**EXERCISES TO COMPLETE:**
1. In the court opinion, on what date does the dissent say the Plan of Reorganization was confirmed?
2. Copy out the court opinion word for word, beginning with the words "It included all" and stopping after the words "Plan was approved.".

**SOURCE DOCUMENT:**
::::::::::

Plaintiffs also contend that the dividends declared on November 12, 1947, December 22, 1947, March 10, 1948 and June 8, 1948 must be treated the same as the $3 dividend.
Paragraph VI(C) of the Plan provides:
"Holders of Prior Preference Stock upon consummation of the Plan are to receive in full satisfaction of their claims thereon, including all accrued and unpaid dividends, for each share of such stock, 6 1/3 shares of PGE Common Stock and the rights of the holders of such stock shall be modified and altered accordingly."
It included all dividends plaintiffs were entitled to as of October 31, 1945. See Petition of Portland Electric Power Co., 9 Cir., 162 F.2d 618 where the Plan was approved.
We hold that the $3 and subsequent dividends on PGE stock were not liquidating distributions but were distributions of earned profits of PGE, a going concern, and are to be treated as ordinary dividends.
For the reasons herein stated, the order of the district court from which plaintiffs appeal is affirmed.
Affirmed.
My conviction that this case should be reversed is such that I feel compelled to dissent. Judge SCHNACKENBERG has made an adequate statement of the facts and I disagree only with the rule which he applies thereto.
The government relies upon the theory of constructive receipt in holding plaintiffs accountable for the dividends as ordinary income. It appears to waver, however, as to the time of such receipt. It states in its brief, "* * * the dividend income was clearly realized by taxpayers in 1948, and it was so realized not later than the dates when collected as part of the proceeds of the sales of the Portland stock."
In my opinion, the rights and liabilities of Portland shareholders were definitely fixed on February 2, 1948, when the Plan of Reorganization was confirmed. On that date plaintiffs and other shareholders, as well as their assignees, acquired a right, an option, which was exercisable at any time within ten years. The Plan provided a formula by which Portland shareholders, upon compliance with the terms and conditions thereof, might at their option acquire PGE shares. If Portland shareholders desired to exercise the option thus afforded them, it was required that they exchange their shares for those of PGE upon which dividends had been declared. It was further required that they become record owners of PGE shares and, even then, they were entitled to dividends only "pursuant to an assignment of dividends from the independent trustees of Portland Electric Power Company to such shareholders."

::::::::::

**RECORDS PROVIDED:**
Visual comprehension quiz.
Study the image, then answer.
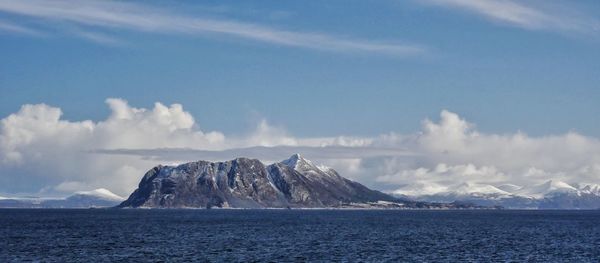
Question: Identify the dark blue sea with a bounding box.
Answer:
[0,209,600,262]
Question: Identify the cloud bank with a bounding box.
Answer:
[0,99,600,195]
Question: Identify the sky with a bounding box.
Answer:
[0,0,600,196]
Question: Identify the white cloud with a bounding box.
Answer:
[420,0,600,34]
[0,20,42,36]
[0,0,426,56]
[0,99,600,198]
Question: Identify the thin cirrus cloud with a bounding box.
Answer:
[420,0,600,34]
[0,0,427,56]
[0,20,42,36]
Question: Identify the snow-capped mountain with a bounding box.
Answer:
[119,154,478,208]
[0,188,125,208]
[392,180,600,209]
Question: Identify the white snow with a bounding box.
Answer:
[515,180,579,199]
[75,188,125,201]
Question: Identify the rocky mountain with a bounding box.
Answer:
[392,180,600,209]
[119,154,478,208]
[0,188,125,208]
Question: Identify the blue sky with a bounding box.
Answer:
[0,0,600,136]
[0,0,600,196]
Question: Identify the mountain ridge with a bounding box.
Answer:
[118,154,478,208]
[391,180,600,209]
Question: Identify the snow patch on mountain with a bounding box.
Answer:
[392,180,600,209]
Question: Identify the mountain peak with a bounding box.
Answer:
[281,153,315,170]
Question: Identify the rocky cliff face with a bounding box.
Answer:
[119,154,398,208]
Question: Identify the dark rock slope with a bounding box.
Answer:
[119,154,478,208]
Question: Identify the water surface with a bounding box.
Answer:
[0,209,600,262]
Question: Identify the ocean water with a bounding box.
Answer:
[0,209,600,262]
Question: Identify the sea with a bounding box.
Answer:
[0,209,600,262]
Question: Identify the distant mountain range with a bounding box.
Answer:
[391,180,600,209]
[119,154,473,208]
[0,188,125,208]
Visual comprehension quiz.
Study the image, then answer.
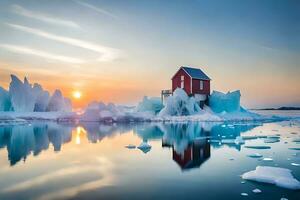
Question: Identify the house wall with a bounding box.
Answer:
[172,69,191,94]
[192,79,210,95]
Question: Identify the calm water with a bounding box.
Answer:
[0,115,300,200]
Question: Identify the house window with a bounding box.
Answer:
[200,80,203,90]
[180,76,184,89]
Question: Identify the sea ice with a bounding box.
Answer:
[292,138,300,142]
[9,75,39,112]
[289,147,300,151]
[0,87,11,111]
[245,145,271,149]
[137,142,152,153]
[264,138,280,143]
[263,158,273,161]
[158,88,201,117]
[33,83,50,112]
[136,96,163,114]
[242,166,300,190]
[209,90,241,113]
[247,153,262,158]
[47,90,72,112]
[252,188,261,194]
[291,163,300,167]
[125,144,135,149]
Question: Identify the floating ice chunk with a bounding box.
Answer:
[263,158,273,162]
[245,145,271,149]
[33,83,50,112]
[291,163,300,167]
[234,136,245,144]
[242,135,258,140]
[292,138,300,142]
[252,188,261,194]
[289,147,300,151]
[137,142,152,153]
[0,87,11,111]
[9,75,39,112]
[242,166,300,190]
[264,138,280,143]
[209,90,241,113]
[158,88,201,117]
[125,144,135,149]
[47,90,72,112]
[247,153,262,158]
[136,96,163,114]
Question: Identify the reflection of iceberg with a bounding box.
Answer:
[210,124,259,150]
[161,123,210,170]
[0,123,71,165]
[173,139,210,170]
[80,122,131,143]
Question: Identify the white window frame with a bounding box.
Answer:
[180,75,184,89]
[200,80,204,90]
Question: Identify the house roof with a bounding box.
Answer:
[181,66,211,80]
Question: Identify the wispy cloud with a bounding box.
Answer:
[7,23,120,61]
[74,0,118,19]
[12,4,80,28]
[0,44,84,64]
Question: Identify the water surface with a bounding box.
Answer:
[0,118,300,200]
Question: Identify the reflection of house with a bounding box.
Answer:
[163,138,210,170]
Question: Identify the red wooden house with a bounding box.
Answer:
[172,67,211,105]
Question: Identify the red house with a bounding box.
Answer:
[172,67,211,102]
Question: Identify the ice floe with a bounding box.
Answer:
[245,145,271,149]
[291,163,300,167]
[247,153,263,158]
[252,188,261,194]
[242,166,300,190]
[137,142,152,153]
[125,144,135,149]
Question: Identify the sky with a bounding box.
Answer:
[0,0,300,108]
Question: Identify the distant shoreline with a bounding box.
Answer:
[250,107,300,111]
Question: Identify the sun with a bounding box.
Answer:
[73,91,81,99]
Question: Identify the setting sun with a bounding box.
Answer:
[73,91,81,99]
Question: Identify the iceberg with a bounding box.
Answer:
[242,166,300,190]
[0,87,11,111]
[136,96,163,114]
[209,90,241,113]
[33,83,50,112]
[137,141,152,153]
[80,101,122,122]
[46,90,72,112]
[9,75,39,112]
[158,88,201,117]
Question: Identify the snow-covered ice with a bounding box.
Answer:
[125,144,136,149]
[252,188,261,194]
[136,96,163,114]
[242,166,300,190]
[137,142,152,153]
[158,88,201,117]
[9,75,39,112]
[245,145,271,149]
[247,153,262,158]
[46,90,72,112]
[209,90,241,113]
[0,75,72,117]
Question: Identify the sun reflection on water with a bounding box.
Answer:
[75,126,86,144]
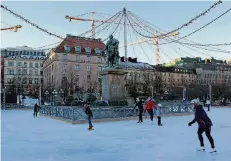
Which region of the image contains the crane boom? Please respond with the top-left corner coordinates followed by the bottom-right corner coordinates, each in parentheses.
top-left (1, 25), bottom-right (22, 32)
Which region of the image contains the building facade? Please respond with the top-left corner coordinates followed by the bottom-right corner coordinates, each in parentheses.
top-left (43, 35), bottom-right (106, 94)
top-left (3, 46), bottom-right (46, 93)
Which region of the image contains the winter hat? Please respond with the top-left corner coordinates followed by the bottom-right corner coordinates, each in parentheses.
top-left (191, 99), bottom-right (200, 104)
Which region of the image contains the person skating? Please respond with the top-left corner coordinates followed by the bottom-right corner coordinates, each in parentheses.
top-left (206, 98), bottom-right (210, 111)
top-left (33, 103), bottom-right (39, 117)
top-left (188, 99), bottom-right (216, 153)
top-left (135, 99), bottom-right (144, 123)
top-left (83, 103), bottom-right (94, 130)
top-left (144, 98), bottom-right (155, 123)
top-left (156, 103), bottom-right (163, 126)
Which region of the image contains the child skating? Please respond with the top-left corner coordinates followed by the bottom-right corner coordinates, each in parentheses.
top-left (156, 104), bottom-right (163, 126)
top-left (83, 103), bottom-right (94, 130)
top-left (188, 99), bottom-right (216, 153)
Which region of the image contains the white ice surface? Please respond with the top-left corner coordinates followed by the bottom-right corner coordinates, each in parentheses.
top-left (2, 108), bottom-right (231, 161)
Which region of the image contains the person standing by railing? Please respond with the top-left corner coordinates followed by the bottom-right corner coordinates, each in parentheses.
top-left (144, 98), bottom-right (155, 123)
top-left (133, 98), bottom-right (144, 123)
top-left (83, 103), bottom-right (94, 130)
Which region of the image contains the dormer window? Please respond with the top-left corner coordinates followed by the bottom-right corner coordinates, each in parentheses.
top-left (64, 45), bottom-right (71, 53)
top-left (85, 47), bottom-right (91, 54)
top-left (95, 48), bottom-right (101, 55)
top-left (75, 46), bottom-right (81, 53)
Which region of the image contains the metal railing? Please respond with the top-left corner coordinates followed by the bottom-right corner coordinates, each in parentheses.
top-left (1, 103), bottom-right (24, 109)
top-left (40, 103), bottom-right (193, 123)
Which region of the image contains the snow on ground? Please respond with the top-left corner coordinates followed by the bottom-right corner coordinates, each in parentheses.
top-left (2, 108), bottom-right (231, 161)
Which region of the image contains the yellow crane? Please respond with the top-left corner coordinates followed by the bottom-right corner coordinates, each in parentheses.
top-left (65, 12), bottom-right (147, 38)
top-left (119, 32), bottom-right (180, 65)
top-left (1, 25), bottom-right (22, 32)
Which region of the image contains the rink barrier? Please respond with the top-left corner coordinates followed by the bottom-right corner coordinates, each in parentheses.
top-left (39, 103), bottom-right (193, 124)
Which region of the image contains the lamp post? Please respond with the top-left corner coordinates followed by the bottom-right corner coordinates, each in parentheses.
top-left (45, 91), bottom-right (49, 104)
top-left (59, 89), bottom-right (64, 103)
top-left (52, 89), bottom-right (58, 105)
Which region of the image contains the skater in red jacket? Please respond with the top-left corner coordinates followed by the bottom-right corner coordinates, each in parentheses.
top-left (144, 98), bottom-right (155, 122)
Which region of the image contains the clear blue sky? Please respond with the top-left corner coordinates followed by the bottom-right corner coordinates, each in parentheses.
top-left (1, 1), bottom-right (231, 64)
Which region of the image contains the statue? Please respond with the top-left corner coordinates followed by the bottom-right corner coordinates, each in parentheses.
top-left (102, 35), bottom-right (119, 68)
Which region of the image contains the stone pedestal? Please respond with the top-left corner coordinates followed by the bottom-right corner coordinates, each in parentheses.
top-left (100, 68), bottom-right (126, 101)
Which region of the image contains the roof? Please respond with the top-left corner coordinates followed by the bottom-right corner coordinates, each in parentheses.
top-left (55, 37), bottom-right (105, 54)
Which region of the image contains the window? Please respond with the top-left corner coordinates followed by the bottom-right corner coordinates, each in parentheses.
top-left (29, 62), bottom-right (33, 68)
top-left (95, 48), bottom-right (101, 55)
top-left (29, 69), bottom-right (33, 75)
top-left (22, 69), bottom-right (27, 75)
top-left (18, 62), bottom-right (22, 67)
top-left (8, 61), bottom-right (14, 66)
top-left (85, 47), bottom-right (91, 54)
top-left (7, 69), bottom-right (14, 75)
top-left (87, 56), bottom-right (91, 62)
top-left (75, 46), bottom-right (81, 53)
top-left (87, 65), bottom-right (91, 71)
top-left (29, 78), bottom-right (33, 84)
top-left (98, 57), bottom-right (102, 63)
top-left (98, 66), bottom-right (102, 71)
top-left (34, 78), bottom-right (38, 84)
top-left (75, 55), bottom-right (79, 61)
top-left (34, 69), bottom-right (39, 75)
top-left (64, 45), bottom-right (71, 53)
top-left (63, 54), bottom-right (67, 60)
top-left (75, 65), bottom-right (79, 70)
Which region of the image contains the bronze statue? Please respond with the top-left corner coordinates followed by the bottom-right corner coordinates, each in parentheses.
top-left (102, 35), bottom-right (119, 68)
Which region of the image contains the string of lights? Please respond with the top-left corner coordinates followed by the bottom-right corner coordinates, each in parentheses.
top-left (128, 0), bottom-right (222, 38)
top-left (127, 7), bottom-right (231, 53)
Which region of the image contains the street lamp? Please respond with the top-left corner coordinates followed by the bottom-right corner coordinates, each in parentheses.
top-left (52, 89), bottom-right (58, 105)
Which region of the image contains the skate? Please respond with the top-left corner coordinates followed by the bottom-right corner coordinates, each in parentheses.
top-left (197, 146), bottom-right (205, 151)
top-left (209, 148), bottom-right (217, 153)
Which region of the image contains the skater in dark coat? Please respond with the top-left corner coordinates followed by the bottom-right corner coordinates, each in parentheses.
top-left (188, 99), bottom-right (216, 153)
top-left (134, 99), bottom-right (144, 123)
top-left (144, 99), bottom-right (155, 123)
top-left (34, 103), bottom-right (39, 117)
top-left (84, 103), bottom-right (94, 130)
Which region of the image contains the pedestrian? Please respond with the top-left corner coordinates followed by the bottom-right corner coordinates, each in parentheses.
top-left (83, 103), bottom-right (94, 130)
top-left (156, 103), bottom-right (163, 126)
top-left (134, 98), bottom-right (144, 123)
top-left (206, 98), bottom-right (210, 111)
top-left (188, 99), bottom-right (216, 153)
top-left (144, 98), bottom-right (155, 123)
top-left (33, 103), bottom-right (39, 117)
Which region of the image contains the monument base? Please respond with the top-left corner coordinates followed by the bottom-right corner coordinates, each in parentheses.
top-left (100, 68), bottom-right (126, 102)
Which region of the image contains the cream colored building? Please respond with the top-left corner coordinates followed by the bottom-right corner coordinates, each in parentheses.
top-left (4, 46), bottom-right (46, 92)
top-left (43, 35), bottom-right (106, 93)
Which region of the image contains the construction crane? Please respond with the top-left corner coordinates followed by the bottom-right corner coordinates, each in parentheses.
top-left (119, 32), bottom-right (180, 65)
top-left (65, 12), bottom-right (147, 39)
top-left (1, 25), bottom-right (22, 32)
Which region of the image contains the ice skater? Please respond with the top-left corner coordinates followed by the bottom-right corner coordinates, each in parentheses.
top-left (134, 98), bottom-right (144, 123)
top-left (144, 98), bottom-right (155, 123)
top-left (83, 103), bottom-right (94, 130)
top-left (188, 99), bottom-right (216, 153)
top-left (156, 103), bottom-right (163, 126)
top-left (33, 103), bottom-right (39, 117)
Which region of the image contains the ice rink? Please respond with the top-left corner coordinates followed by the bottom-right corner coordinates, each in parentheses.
top-left (1, 108), bottom-right (231, 161)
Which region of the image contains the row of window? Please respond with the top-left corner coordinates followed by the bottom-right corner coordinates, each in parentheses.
top-left (7, 51), bottom-right (46, 56)
top-left (7, 61), bottom-right (43, 68)
top-left (63, 54), bottom-right (102, 63)
top-left (64, 45), bottom-right (102, 54)
top-left (7, 78), bottom-right (39, 84)
top-left (63, 64), bottom-right (103, 71)
top-left (7, 69), bottom-right (42, 76)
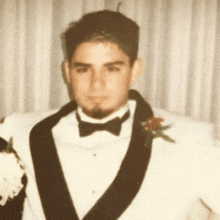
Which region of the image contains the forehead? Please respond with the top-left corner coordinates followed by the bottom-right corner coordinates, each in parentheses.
top-left (72, 41), bottom-right (129, 64)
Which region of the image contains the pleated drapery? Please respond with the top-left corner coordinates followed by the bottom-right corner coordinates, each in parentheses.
top-left (0, 0), bottom-right (220, 138)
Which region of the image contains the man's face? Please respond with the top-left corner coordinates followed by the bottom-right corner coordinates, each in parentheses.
top-left (65, 41), bottom-right (141, 118)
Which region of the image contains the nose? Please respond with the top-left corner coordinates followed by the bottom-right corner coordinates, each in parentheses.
top-left (91, 70), bottom-right (106, 90)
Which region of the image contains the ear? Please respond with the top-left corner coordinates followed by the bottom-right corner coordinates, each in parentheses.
top-left (130, 58), bottom-right (143, 86)
top-left (63, 60), bottom-right (70, 83)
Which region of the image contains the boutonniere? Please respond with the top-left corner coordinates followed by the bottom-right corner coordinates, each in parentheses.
top-left (0, 138), bottom-right (25, 206)
top-left (142, 115), bottom-right (176, 143)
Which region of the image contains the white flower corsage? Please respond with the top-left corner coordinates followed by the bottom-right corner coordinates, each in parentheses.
top-left (142, 115), bottom-right (176, 143)
top-left (0, 138), bottom-right (25, 206)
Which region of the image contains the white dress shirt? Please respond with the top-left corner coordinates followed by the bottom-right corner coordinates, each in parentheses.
top-left (0, 101), bottom-right (220, 220)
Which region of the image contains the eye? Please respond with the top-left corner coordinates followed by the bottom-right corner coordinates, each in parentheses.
top-left (76, 67), bottom-right (88, 73)
top-left (108, 66), bottom-right (120, 72)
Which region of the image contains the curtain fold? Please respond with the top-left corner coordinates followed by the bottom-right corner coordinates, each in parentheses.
top-left (0, 0), bottom-right (220, 126)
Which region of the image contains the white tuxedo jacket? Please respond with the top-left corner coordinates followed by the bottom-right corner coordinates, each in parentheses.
top-left (0, 90), bottom-right (220, 220)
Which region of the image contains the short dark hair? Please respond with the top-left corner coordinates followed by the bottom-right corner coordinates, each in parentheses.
top-left (63, 10), bottom-right (139, 64)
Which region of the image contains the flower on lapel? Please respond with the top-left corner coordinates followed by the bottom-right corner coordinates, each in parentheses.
top-left (142, 115), bottom-right (176, 143)
top-left (0, 138), bottom-right (25, 206)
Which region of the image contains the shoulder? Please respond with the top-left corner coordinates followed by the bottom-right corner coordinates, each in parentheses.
top-left (154, 108), bottom-right (216, 146)
top-left (0, 109), bottom-right (58, 140)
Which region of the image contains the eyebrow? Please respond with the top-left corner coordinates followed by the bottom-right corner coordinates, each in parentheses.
top-left (72, 61), bottom-right (125, 67)
top-left (72, 62), bottom-right (92, 67)
top-left (104, 61), bottom-right (125, 66)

::::::::::

**RESULTS FOR THE EXERCISE:**
1. February 2, 1948

2.
It included all dividends plaintiffs were entitled to as of October 31, 1945. See Petition of Portland Electric Power Co., 9 Cir., 162 F.2d 618 where the Plan was approved.